=== Aufgabe 1 ===
Gib den Abschnitt aus dem Text über den Irtenberger Wald wörtlich wieder, und zwar von "Heiß, heißer, 2003." bis "Naturschutz in Würzburg.", beides eingeschlossen.
=== Aufgabe 2 ===
Wer hat laut dem Text über den Irtenberger Wald diesen Wald zum „Naturwald“ ausgerufen?
=== Aufgabe 3 ===
Schreib den Text über die Trockenschäden im Irtenberger Wald nach seinem letzten Satz weiter.

=== Textauszug ===

========

Auf Jahre hinaus geschädigt: Im neuen bayerischen Naturwald 'Irtenberger Wald' sind nach den Dürrejahren 2018 und 2019 auch alte große Buche abgestorben. 
Foto: Patty Varasano | Auf Jahre hinaus geschädigt: Im neuen bayerischen Naturwald "Irtenberger Wald" sind nach den Dürrejahren 2018 und 2019 auch alte große Buche abgestorben. 
Alice Natter
 |  aktualisiert: 09.02.2024 21:48 Uhr

Heiß, heißer, 2003. Mit seinen lange anhaltenden Hitzewellen im Sommer wurde jenes Jahr zum trockensten und heißesten, seit die modernen Wetteraufzeichnungen im 19. Jahrhundert begannen. Die Menschen schwitzten, Tiere litten – und die Bäume auch. Die Trockenschäden in den Wäldern waren enorm. Doch immerhin, die Bäume erholten sich auch wieder. Im Irtenberger Wald an der A3 zum Beispiel – gerade von Bayerns Forstministerin zum „Naturwald“ ausgerufen und unter Schutz gestellt – seien „die Schäden nach drei, vier Jahren“ wieder ausgewachsen gewesen, erzählen der damalige Revierleiter Wolfgang Schölch und Armin Amrehn vom BUND Naturschutz in Würzburg.

========

(Annotations-Datensätze)
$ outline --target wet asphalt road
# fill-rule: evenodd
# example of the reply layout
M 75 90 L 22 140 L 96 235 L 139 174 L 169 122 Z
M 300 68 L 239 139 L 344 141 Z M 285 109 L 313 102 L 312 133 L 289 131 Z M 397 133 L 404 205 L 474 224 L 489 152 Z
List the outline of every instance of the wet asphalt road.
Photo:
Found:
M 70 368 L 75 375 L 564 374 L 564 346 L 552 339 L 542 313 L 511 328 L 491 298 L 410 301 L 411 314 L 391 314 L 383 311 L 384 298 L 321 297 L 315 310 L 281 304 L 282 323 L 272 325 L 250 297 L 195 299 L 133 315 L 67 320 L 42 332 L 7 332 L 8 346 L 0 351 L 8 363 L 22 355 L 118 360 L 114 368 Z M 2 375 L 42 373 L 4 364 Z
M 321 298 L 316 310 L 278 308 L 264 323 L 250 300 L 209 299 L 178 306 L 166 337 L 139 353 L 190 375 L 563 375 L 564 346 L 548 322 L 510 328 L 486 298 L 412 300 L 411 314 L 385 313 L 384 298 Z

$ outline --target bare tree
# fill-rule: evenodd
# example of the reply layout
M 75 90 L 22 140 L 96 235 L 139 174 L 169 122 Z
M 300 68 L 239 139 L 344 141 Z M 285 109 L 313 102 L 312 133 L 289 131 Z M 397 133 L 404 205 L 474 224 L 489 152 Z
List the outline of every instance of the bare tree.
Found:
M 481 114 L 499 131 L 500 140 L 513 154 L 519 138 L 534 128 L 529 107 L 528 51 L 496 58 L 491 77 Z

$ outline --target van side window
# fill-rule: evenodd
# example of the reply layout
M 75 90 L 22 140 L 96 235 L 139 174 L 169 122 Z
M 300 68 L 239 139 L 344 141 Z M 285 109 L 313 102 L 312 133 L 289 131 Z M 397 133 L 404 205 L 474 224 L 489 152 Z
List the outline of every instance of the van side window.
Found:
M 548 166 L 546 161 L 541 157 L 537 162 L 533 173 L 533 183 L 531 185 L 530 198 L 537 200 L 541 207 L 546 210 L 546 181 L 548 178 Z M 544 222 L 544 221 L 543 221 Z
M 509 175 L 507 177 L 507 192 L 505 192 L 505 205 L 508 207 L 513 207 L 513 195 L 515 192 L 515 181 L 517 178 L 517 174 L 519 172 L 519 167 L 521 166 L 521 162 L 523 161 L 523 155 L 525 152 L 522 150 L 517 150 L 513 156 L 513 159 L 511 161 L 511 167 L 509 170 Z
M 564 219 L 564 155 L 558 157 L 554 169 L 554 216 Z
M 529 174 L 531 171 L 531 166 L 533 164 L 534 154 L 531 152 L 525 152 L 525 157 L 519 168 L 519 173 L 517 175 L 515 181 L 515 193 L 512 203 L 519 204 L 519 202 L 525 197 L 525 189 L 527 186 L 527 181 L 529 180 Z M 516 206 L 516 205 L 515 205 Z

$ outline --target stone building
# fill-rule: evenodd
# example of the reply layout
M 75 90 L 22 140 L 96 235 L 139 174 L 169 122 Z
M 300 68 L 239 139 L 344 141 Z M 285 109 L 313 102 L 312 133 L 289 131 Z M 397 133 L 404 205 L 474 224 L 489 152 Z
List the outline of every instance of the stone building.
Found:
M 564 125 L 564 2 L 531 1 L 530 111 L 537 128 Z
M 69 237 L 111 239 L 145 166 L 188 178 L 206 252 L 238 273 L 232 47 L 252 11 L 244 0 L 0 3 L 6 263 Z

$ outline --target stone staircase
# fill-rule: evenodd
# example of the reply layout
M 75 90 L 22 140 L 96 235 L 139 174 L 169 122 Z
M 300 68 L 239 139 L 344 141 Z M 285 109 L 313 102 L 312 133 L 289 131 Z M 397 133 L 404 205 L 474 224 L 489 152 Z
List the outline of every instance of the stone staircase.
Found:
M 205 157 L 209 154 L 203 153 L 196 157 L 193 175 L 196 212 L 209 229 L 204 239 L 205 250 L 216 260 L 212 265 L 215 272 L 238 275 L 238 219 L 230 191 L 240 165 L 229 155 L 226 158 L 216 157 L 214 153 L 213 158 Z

========

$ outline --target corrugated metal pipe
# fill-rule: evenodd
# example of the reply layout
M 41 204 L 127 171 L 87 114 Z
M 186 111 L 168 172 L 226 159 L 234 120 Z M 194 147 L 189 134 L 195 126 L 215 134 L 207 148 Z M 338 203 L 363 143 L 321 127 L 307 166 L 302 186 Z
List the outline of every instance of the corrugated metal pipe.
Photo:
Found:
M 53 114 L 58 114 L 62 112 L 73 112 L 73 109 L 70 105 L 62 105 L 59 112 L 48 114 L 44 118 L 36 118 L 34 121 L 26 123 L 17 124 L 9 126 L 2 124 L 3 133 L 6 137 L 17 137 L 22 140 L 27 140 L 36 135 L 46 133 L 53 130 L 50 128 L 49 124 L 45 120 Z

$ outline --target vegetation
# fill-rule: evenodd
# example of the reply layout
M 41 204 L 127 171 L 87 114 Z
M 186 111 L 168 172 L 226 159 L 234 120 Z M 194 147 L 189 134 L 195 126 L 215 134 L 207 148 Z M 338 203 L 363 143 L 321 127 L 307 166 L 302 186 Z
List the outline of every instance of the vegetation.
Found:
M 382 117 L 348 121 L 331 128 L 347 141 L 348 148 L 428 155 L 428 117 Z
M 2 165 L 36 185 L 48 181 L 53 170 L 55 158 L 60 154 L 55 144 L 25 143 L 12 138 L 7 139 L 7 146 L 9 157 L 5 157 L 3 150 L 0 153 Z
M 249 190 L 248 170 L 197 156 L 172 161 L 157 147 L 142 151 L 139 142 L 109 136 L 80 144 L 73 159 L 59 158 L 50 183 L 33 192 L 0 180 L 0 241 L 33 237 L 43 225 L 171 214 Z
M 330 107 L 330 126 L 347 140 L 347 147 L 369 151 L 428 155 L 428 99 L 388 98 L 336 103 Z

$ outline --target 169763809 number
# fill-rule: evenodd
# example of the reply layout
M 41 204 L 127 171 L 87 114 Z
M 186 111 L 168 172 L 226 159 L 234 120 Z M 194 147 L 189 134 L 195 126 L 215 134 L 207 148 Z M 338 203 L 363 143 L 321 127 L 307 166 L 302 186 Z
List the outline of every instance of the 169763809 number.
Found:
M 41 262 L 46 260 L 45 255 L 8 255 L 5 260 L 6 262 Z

========

=== Antwort 1 ===
Heiß, heißer, 2003. Mit seinen lange anhaltenden Hitzewellen im Sommer wurde jenes Jahr zum trockensten und heißesten, seit die modernen Wetteraufzeichnungen im 19. Jahrhundert begannen. Die Menschen schwitzten, Tiere litten – und die Bäume auch. Die Trockenschäden in den Wäldern waren enorm. Doch immerhin, die Bäume erholten sich auch wieder. Im Irtenberger Wald an der A3 zum Beispiel – gerade von Bayerns Forstministerin zum „Naturwald“ ausgerufen und unter Schutz gestellt – seien „die Schäden nach drei, vier Jahren“ wieder ausgewachsen gewesen, erzählen der damalige Revierleiter Wolfgang Schölch und Armin Amrehn vom BUND Naturschutz in Würzburg.

=== Antwort 2 ===
Bayerns Forstministerin.

=== Antwort 3 ===
"Zwei trockene Sommer - das war zu viel."
Förster Karl-Georg Schönmüller über die Schäden im Wald 

Wenn Amrehn heute bei Kist durch den frisch geschützten Wald radelt, sieht er wieder braune Blätter, abgestorbene Äste, Stämme ohne Kronen. An manchen Stellen sei ein Viertel bis ein Drittel der Bäume des Irtenberger Wald geschädigt oder ganz abgestorben. „Die Schäden sind deutlich größer als 2003“, sagt auch der Würzburger Stadtförster Karl-Georg Schönmüller. „Zwei trockene Sommer – das war zu viel.“

15 Jahre lang war 2003 das schlimmste, das heißeste Jahr gewesen – dann kam der Sommer 2018. Heiß, sonnig, extrem trocken. „Einzigartig“, sagten die Meteorologen. „Die vergangenen fünf Jahre waren in Mitteleuropa mit die wärmsten seit Beginn der regelmäßigen Aufzeichnungen“, sagt auch Professor Bernhard Schuldt von der Universität Würzburg. „Und 2018 war das extremste davon.“

'Die Bäume kommen an ihre Grenzen': Pflanzenökologe Professor Bernhard Schuldt im Labor an der Uni Würzburg.
Foto: Patty Varasano | "Die Bäume kommen an ihre Grenzen": Pflanzenökologe Professor Bernhard Schuldt im Labor an der Uni Würzburg.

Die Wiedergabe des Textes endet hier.